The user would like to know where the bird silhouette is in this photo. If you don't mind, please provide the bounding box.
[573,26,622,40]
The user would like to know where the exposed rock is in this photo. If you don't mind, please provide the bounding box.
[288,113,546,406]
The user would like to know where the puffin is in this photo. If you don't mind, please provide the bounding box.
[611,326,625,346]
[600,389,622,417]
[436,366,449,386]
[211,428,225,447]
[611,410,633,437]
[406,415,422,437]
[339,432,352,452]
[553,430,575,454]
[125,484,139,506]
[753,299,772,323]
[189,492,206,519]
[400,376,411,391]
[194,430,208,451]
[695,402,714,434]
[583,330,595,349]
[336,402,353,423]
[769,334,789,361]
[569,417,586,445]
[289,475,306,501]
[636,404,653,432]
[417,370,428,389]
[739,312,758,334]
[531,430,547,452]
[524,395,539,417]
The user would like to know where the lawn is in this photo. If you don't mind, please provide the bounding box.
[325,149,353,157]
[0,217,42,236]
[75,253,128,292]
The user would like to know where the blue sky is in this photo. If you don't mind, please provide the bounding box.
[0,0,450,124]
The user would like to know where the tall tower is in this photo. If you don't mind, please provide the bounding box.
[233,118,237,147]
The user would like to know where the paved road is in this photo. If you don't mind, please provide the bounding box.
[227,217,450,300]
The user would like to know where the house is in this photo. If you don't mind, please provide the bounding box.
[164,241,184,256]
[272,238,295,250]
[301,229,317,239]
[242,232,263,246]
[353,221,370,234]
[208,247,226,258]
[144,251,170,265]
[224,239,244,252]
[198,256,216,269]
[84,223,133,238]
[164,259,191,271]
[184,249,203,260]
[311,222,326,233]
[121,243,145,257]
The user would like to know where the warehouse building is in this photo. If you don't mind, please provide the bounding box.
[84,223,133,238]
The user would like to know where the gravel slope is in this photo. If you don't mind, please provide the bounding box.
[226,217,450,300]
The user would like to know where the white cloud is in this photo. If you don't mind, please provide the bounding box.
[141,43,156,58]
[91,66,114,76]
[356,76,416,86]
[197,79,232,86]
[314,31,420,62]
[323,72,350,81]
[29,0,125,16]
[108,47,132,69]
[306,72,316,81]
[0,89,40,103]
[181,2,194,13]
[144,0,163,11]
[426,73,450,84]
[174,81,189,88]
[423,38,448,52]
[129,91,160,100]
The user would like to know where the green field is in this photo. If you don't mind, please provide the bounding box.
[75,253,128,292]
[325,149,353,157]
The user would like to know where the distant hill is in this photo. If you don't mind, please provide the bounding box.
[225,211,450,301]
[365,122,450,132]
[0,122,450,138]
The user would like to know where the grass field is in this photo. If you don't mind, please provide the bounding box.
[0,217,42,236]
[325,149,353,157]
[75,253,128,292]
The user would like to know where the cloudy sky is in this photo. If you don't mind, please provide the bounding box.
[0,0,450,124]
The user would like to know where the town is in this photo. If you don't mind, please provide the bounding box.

→ Objective: Reproduce the part that opens with the line containing "The user would like to know where the warehouse" and closes with the line containing "[129,91,160,100]", both ends included, keeping the item text unchanged. In the answers, multiply every bounding-box coordinate by 1.9 and round each result to a whole number, with halves rounded up.

→ Complete output:
The user would like to know where the warehouse building is in this photo. If you don't mind, please provide the bounding box.
[160,424,253,452]
The user would like to know where the gravel slope is in this photo. If you don't mind, please provide the bounding box.
[429,412,855,570]
The user would like to know where the white cloud is in this photo. If you don't mind, please provide the bounding box.
[268,82,296,110]
[173,125,217,144]
[676,144,790,163]
[374,150,441,163]
[597,59,798,118]
[614,137,665,154]
[55,0,238,30]
[205,89,251,131]
[581,137,600,154]
[0,169,76,196]
[344,4,369,25]
[274,0,310,21]
[809,139,855,160]
[331,154,359,167]
[804,72,851,99]
[245,173,304,190]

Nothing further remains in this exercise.